Page:

The judge refused the appellant permission to appeal, but permission was granted by Neuberger LJ on the papers on 9 March 2004.

THE 1995 ACT

The background to the 1995 Act

13.

For an account of the historical background to the 1995 Act, reference may be made to paragraphs 18 to 27 of the judgment of this court in BHP Petroleum Great Britain Ltd v. Chesterfield Properties Ltd & Anor. [2002] Ch 194 (“BHP”). For present purposes, the following somewhat briefer summary will, I hope, suffice.

14.

The 1995 Act implements, in a modified form, the recommendations of the Law Commission in its Report no 174 entitled ‘Landlord and Tenant Law: Privity of Contract and Estate’ (1988) for the reform of the doctrines of privity of contract and privity of estate.

15.

In paragraph 1.1 of their Report the Law Commission summarised the effects of these two doctrines in the context of the law of landlord and tenant, as follows:

“In the law of landlord and tenant privity of contract means that the original landlord and the original tenant normally remain liable to perform their respective obligations for the whole of the period for which the lease was granted, even if they have parted with all interest in the property. Privity of estate means that the landlord and the tenant for the time being automatically assume responsibility for the lease obligations which relate directly to the property for the period during which they own an interest in it, but they are not necessarily bound to comply with all the terms of the lease.”

16.

In Part IV of the Report, under the heading ‘Reform Proposals’, the Law Commission outlined their reform proposals in relation to the obligations of landlords, as follows:

“4.5

For landlords, we propose a rule that when they part with their interest in the property let by a lease they will escape further responsibiliby for the lease obligations if, but only if, they comply with prescribed conditions. These will involve their giving notice to the tenant and his being able to withhold consent if it is reasonable for him to do so. ….”

17.

In paragraphs 4.16 and 4.17 of the Report the Law Commission explained why they had found it necessary to recommend the imposition of conditions on a release of the landlord’s covenants when they had not found it necessary to make a similar recommendation in relation to tenants’ covenants, saying this:

“4.16

In relation to the liability of landlords, we should have preferred our proposals to have mirrored precisely our recommendations for tenants’ covenants. However, that is not possible because tenants rarely, if ever, have a right to give or withhold consent to dispositions by their landlord. They would therefore not be in a position to require continuing liability after an assignment of the reversion and to block an assignment if the condition is not agreed. Moreover, there is less need here for radical change. In most leases, the landlord undertakes far fewer obligations than the tenant and landlords may not be troubled by the prospect of continuing responsibility.

Written request A:
Reproduce the saved data entries below line for line, without changing anything.

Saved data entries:
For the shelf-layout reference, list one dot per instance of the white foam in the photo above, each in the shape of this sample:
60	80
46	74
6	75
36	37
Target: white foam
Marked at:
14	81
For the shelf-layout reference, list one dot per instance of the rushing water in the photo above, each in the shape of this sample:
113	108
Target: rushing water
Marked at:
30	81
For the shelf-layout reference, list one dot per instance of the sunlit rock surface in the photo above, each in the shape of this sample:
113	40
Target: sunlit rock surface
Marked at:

Written request B:
Summarize the passage on the background to the 1995 Act in two sentences.

Correct response A:
For the shelf-layout reference, list one dot per instance of the white foam in the photo above, each in the shape of this sample:
60	80
46	74
6	75
36	37
Target: white foam
Marked at:
14	81
For the shelf-layout reference, list one dot per instance of the rushing water in the photo above, each in the shape of this sample:
113	108
Target: rushing water
Marked at:
30	81
For the shelf-layout reference, list one dot per instance of the sunlit rock surface in the photo above, each in the shape of this sample:
113	40
Target: sunlit rock surface
Marked at:

Correct response B:
The 1995 Act implements, in modified form, the Law Commission's Report no 174 recommendations for reforming privity of contract, which normally keeps the original landlord and tenant liable for the whole lease term, and privity of estate, which makes the current landlord and tenant responsible for property-related obligations while they hold an interest. For landlords, the Commission proposed release from further responsibility on parting with their interest only if they met prescribed conditions, including giving notice to the tenant, who could reasonably withhold consent, because tenants rarely, if ever, have a right to consent to their landlord's dispositions.